* Requirement A
Reproduce the rows of bounding box data below verbatim, beginning at the first row and stopping after the line that contains "0,0 -> 1270,949", with that line included.

---- Passage to read

Allow viewing documents
By default, BlackLab Server will not allow whole documents to be retrieved using /docs/PID/contents
. This is to prevent accidentally distributing unlicensed copyrighted material.
You can allow retrieving whole documents by enabling the corpusConfig.contentViewable
setting in the index format configuration file, or directly in the indexmetadata.yaml
file in the index directory.
This setting can also be changed for individual documents by setting a metadat field with the name contentViewable
to true
or false
.
XPath support level
BlackLab supports two different XML processors: VTD and Saxon. While currently VTD is still the default, we would recommend Saxon for most users going forward.
VTD only supports XPath 1.0 and has some slight quirks (see below). Saxon uses more memory, but is often faster and supports XPath 3.1, which can make writing indexing configurations much easier.
Certain complex indexing features can be avoided when using Saxon; many things can be done in XPath directly. See XPath examples to get an idea of the wide range of possibilities.
To use Saxon, place this in your input format config (.blf.yaml) file (at the top level):
processor: saxon
This works for the current development version and releases 4.0 and up.
Using Saxon with BlackLab 3.0.1 and older
In older versions of BlackLab (release 3.0.1 and before), there is basic Saxon support, but there are quite a few features missing.
It also didn't support the top-level processor
key shown above; if you do want to use Saxon on these older releases, use:
fileType: xml
fileTypeOptions:
processing: saxon # (instead of vtd, which is the default)
Beware of VTD quirks
If you do stick with the default processor VTD instead of switching to Saxon, be aware that in rare cases, a correct XPath may produce unexpected results. This one for example: string(.//tei:availability[1]/@status='free')
. There's often a workaround for this, in this case changing it to string(//tei:availability[1]/@status='free')
might fix it (although of course this means something slightly different, so do check thoroughly).
A future version of BlackLab will change the default from VTD to Saxon.
Unicode normalization
Unicode normalization refers to the process of converting different ways of encoding the same character to a single, canonical form. For example, the character é
can be encoded as a single character é
(U+00E9), or as a combination of e
(U+0065) and ´
(U+00B4).
BlackLab's builtin indexers should automatically normalize to NFC (Normalization Form Canonical Composition). This should prevent any issues when sorting or grouping.
More about Unicode equivalence and normal forms
Automatic XSLT generation
If you're creating your own corpora by uploading data to BlackLab Frontend, you want to be able to view your documents as well, without having to write an XSLT yourself. BlackLab Server can generate a default XSLT from your format config file. However, because BlackLab is a bit more lenient with namespaces than the XSLT processor that generates the document view, the generated XSLT will only work correctly if you take care to define your namespaces correctly in your format config file.
IMPORTANT: generating the XSLT might not work correctly if your XML namespaces change throughout the document, e.g. if you declare local namespaces on elements, instead of
Namespaces can be declared in the top-level "namespaces" block, which is simply a map of namespace prefix (e.g. "tei") to the namespace URI (e.g. http://www.tei-c.org/ns/1.0
). So for example, if your documents declare namespaces as follows:
<doc xmlns:my-ns="http://example.com/my-ns" xmlns="http://example.com/other-ns">
...

--------

* Requirement B
Proceed with the BlackLab configuration documentation above, picking up after its final line.

---- Stored rows

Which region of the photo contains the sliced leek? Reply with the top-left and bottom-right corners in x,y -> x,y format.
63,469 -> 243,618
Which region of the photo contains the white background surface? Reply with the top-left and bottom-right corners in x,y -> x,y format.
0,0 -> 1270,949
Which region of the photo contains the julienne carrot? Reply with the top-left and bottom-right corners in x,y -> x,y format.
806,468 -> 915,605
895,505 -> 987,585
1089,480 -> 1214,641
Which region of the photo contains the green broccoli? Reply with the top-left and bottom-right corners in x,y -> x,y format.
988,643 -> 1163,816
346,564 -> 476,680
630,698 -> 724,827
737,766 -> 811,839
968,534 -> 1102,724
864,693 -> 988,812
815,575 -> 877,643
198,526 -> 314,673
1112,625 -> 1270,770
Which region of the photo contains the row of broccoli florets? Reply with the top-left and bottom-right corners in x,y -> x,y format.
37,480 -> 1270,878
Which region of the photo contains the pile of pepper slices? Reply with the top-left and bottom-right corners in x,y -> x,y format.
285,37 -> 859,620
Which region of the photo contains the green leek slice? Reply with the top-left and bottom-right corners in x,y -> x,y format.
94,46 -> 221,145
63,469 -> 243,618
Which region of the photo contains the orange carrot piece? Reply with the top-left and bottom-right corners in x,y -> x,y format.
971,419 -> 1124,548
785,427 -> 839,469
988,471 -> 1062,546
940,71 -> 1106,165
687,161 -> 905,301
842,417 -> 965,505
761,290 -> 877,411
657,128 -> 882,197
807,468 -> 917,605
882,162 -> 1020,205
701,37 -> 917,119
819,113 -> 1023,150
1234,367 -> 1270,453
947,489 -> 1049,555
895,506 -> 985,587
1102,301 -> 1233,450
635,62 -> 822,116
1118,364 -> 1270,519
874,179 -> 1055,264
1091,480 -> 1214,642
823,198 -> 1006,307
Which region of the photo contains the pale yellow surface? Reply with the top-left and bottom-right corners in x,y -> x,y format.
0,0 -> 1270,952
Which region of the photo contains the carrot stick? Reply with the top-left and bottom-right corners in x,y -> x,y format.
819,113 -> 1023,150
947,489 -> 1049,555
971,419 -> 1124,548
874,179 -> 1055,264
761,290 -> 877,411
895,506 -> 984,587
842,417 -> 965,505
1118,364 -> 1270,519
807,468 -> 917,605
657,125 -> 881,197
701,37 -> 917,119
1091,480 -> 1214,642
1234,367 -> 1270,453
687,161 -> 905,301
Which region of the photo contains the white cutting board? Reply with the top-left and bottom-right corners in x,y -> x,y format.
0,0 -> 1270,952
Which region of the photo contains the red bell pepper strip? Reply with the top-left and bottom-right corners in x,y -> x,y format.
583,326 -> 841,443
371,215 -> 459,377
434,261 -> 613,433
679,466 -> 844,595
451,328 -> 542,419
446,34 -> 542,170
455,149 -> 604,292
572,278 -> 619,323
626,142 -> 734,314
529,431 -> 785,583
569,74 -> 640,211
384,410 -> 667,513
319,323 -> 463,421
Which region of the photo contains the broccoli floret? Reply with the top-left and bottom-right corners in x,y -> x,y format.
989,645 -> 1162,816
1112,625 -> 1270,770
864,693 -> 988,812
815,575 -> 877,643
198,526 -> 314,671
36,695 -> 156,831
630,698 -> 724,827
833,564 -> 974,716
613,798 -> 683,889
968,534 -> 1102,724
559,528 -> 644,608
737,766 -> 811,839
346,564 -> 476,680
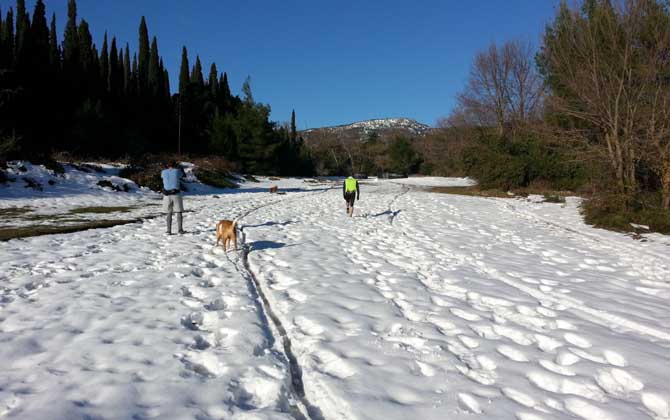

--------

* Output A
Which region of the photo contains the sliced leek? Reply with the top-left and bottom-right corners in x,y -> x,y format.
63,469 -> 243,618
Which region of the photo contains the white background surface? Reply with the top-left and bottom-right corners in x,y -> x,y format.
0,0 -> 1270,949

* Output B
</doc>
Then your format config file should contain this namespaces section:
namespaces:
'': http://example.com/other-ns # The default namespace
my-ns: http://example.com/my-ns
If you forget to declare some or all of these namespaces, the document might index correctly, but the generated XSLT won't work and will likely show a message saying that no words have been found in the document. Updating your format config file should fix this; re-indexing shouldn't be necessary, as the XSLT is generated directly from the config file, not the index.
Configuration versions 1 and 2
There's an experimental version 2 of the .blf.yaml
format. To try it out,
add version: 2
to the top of your format file.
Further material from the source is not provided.